'''

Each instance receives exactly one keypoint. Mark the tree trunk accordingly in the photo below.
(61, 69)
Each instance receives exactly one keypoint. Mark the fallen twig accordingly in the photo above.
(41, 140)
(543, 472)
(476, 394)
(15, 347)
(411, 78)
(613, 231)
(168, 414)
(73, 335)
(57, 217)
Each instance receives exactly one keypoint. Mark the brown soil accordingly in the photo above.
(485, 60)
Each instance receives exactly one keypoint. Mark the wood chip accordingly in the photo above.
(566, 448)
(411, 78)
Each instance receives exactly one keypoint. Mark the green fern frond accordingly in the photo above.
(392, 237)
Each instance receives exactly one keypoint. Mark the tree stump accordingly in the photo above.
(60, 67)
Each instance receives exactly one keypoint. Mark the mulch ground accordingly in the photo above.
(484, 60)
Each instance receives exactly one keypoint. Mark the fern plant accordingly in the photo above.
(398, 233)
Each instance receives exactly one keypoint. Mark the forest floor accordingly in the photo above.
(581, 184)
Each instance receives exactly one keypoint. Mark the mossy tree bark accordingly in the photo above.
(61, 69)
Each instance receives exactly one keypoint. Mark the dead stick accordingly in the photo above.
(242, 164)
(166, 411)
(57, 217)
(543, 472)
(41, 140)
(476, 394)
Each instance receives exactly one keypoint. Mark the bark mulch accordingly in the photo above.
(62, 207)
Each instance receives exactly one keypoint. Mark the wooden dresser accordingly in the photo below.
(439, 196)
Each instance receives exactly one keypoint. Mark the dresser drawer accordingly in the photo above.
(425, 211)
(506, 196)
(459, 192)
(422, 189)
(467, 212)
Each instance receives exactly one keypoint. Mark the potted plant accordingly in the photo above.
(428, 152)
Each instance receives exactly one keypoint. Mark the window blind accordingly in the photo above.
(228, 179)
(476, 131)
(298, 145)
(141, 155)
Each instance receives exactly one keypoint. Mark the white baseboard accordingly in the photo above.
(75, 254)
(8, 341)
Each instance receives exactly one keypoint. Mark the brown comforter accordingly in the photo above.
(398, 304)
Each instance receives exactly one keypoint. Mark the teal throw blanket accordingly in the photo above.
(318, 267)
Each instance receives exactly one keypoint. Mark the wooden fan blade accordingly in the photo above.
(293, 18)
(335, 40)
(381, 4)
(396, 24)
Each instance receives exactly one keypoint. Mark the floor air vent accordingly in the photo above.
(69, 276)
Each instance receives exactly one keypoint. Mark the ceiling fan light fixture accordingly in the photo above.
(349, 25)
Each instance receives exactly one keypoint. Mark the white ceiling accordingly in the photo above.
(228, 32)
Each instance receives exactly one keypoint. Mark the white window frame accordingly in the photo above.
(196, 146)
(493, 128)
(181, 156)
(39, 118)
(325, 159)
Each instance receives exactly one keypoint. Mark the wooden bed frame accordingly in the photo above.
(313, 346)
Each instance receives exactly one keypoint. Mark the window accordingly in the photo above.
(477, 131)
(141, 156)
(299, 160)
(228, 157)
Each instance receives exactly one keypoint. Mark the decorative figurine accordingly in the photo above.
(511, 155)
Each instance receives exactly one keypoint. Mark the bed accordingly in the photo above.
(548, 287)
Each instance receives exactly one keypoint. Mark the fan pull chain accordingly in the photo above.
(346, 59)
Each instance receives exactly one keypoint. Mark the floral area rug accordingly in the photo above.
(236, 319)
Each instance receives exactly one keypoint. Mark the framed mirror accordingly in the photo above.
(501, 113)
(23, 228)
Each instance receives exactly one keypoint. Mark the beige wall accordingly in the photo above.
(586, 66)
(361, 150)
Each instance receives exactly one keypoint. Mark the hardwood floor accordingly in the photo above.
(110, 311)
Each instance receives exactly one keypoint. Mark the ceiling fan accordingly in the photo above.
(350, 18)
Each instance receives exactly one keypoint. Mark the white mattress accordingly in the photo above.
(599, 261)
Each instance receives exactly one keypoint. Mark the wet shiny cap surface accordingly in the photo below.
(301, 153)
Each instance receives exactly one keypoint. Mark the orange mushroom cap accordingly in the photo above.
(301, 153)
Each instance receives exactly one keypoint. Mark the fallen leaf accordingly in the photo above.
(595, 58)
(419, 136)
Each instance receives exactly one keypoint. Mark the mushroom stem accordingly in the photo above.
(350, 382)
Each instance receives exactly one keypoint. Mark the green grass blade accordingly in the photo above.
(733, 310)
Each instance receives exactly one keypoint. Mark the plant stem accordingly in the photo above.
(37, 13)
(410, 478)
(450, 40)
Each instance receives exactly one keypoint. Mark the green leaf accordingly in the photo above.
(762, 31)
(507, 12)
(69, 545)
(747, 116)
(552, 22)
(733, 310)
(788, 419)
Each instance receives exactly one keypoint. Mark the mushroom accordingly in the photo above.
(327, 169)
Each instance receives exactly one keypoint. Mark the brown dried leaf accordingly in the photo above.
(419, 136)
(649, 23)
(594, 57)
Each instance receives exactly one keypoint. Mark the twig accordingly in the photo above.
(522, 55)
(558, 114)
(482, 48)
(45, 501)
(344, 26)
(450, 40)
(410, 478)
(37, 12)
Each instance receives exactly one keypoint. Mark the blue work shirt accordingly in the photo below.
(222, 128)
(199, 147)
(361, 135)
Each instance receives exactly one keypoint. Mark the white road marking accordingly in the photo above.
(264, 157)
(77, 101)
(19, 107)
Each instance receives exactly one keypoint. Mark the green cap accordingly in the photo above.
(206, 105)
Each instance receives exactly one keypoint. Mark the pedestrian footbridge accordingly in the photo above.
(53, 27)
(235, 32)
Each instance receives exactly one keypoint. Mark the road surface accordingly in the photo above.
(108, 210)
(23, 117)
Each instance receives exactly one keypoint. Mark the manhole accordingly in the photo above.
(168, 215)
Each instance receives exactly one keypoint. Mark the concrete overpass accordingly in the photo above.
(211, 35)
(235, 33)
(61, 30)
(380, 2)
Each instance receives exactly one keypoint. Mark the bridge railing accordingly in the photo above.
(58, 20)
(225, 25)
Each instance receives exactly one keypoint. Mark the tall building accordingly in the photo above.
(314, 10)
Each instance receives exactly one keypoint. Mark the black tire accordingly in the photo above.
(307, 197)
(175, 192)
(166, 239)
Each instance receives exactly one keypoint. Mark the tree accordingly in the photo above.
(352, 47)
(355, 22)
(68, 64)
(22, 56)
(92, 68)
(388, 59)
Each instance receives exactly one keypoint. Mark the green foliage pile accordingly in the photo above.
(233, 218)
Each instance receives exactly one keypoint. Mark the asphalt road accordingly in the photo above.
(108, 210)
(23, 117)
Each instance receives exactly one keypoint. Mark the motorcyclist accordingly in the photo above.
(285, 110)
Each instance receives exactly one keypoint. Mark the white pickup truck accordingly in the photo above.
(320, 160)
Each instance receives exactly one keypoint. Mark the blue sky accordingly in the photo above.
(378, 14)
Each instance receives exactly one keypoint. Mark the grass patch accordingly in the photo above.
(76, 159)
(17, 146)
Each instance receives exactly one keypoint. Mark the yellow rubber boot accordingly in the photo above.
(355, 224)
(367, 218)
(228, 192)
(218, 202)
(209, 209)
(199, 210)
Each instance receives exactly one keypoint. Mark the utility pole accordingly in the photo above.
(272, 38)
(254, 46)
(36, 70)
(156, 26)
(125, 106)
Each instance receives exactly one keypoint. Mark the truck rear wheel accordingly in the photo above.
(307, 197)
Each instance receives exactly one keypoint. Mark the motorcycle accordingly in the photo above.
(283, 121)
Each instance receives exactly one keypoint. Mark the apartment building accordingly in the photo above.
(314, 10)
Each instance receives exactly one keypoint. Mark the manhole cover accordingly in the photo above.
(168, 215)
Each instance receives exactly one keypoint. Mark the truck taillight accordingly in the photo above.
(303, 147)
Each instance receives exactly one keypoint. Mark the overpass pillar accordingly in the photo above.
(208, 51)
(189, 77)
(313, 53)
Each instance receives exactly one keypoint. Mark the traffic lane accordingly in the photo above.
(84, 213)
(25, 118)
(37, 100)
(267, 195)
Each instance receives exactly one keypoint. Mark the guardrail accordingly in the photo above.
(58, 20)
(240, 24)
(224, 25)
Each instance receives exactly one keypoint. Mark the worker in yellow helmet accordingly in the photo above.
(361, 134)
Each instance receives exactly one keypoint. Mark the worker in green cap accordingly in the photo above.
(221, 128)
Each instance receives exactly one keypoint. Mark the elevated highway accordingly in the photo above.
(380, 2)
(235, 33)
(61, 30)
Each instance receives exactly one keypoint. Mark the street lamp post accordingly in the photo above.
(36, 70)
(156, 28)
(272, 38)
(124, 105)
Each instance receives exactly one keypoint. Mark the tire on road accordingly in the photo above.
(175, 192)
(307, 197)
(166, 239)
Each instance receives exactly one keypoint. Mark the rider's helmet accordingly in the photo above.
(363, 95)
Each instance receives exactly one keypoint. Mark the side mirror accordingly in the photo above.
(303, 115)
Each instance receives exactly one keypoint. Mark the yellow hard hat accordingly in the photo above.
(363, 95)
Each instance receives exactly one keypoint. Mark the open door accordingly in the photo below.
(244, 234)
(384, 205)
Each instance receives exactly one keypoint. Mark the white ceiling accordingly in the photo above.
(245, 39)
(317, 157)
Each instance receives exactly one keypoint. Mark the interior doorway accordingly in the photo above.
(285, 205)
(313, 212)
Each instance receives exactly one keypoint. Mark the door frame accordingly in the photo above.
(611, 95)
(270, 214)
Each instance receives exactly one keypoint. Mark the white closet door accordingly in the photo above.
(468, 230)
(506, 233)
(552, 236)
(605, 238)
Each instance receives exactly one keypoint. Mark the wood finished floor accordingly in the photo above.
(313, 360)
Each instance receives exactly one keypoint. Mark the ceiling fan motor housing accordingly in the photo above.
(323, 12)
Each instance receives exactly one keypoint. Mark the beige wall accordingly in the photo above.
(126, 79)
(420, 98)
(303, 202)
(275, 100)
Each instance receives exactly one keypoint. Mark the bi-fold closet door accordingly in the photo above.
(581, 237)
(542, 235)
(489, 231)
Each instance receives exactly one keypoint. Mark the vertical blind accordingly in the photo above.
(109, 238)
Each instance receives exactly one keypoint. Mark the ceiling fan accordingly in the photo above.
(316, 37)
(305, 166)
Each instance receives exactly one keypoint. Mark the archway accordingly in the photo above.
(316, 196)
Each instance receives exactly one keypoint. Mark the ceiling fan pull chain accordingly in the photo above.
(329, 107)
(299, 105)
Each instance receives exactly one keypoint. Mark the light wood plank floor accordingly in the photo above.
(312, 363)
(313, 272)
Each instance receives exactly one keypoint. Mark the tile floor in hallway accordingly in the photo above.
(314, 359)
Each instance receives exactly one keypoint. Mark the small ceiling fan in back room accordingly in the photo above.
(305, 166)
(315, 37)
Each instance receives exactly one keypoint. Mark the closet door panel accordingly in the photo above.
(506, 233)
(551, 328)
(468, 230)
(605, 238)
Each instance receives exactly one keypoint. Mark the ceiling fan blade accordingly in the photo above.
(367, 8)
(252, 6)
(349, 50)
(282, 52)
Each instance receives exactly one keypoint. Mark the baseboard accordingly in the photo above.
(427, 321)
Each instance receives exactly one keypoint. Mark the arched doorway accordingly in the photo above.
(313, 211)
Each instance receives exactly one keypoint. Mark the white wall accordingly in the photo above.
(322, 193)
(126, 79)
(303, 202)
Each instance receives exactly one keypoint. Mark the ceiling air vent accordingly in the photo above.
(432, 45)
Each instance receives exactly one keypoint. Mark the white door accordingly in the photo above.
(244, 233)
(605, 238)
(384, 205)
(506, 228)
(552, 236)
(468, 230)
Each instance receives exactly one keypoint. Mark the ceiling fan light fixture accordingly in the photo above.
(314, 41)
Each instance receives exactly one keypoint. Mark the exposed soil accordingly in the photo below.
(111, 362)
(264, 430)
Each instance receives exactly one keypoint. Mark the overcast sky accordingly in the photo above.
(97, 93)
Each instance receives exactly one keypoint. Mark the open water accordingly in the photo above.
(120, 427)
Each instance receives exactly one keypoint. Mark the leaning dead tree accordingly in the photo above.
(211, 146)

'''

* [TASK STATEMENT] Exactly reproduce the lines beginning with the one that contains "ceiling fan blade accordingly in the photo above." and ending with the last line of the material, both included. Leave out everything else.

* [THE OUTPUT]
Each instance receives exactly one keypoint. Mark the ceiling fan blade accordingly in the photo above.
(367, 8)
(252, 6)
(349, 50)
(282, 52)
Each instance receives exactly one keypoint. Mark the baseboard accordingly in the photo above.
(427, 321)
Each instance receives exactly one keypoint. Mark the arched doorway accordingly in the photo above.
(313, 211)
Each instance receives exactly one keypoint. Mark the white wall accordingly in the photo above.
(322, 193)
(126, 79)
(303, 202)
Each instance receives exactly one keypoint. Mark the ceiling air vent accordingly in the photo above.
(432, 45)
Each instance receives exactly one keypoint. Mark the white door accordingly in the photo above.
(244, 233)
(605, 238)
(384, 205)
(506, 228)
(552, 236)
(468, 230)
Each instance receives exactly one keypoint. Mark the ceiling fan light fixture accordingly in the photo above.
(314, 41)
Each instance receives exactly one keypoint. Mark the exposed soil accordingly in the photo below.
(111, 362)
(264, 430)
Each instance receives exactly one keypoint. Mark the overcast sky accordingly in the photo above.
(97, 93)
Each instance receives exactly one keypoint. Mark the open water accordingly in the photo above.
(120, 427)
Each instance receives exactly one keypoint. Mark the leaning dead tree accordingly in the photo above.
(211, 146)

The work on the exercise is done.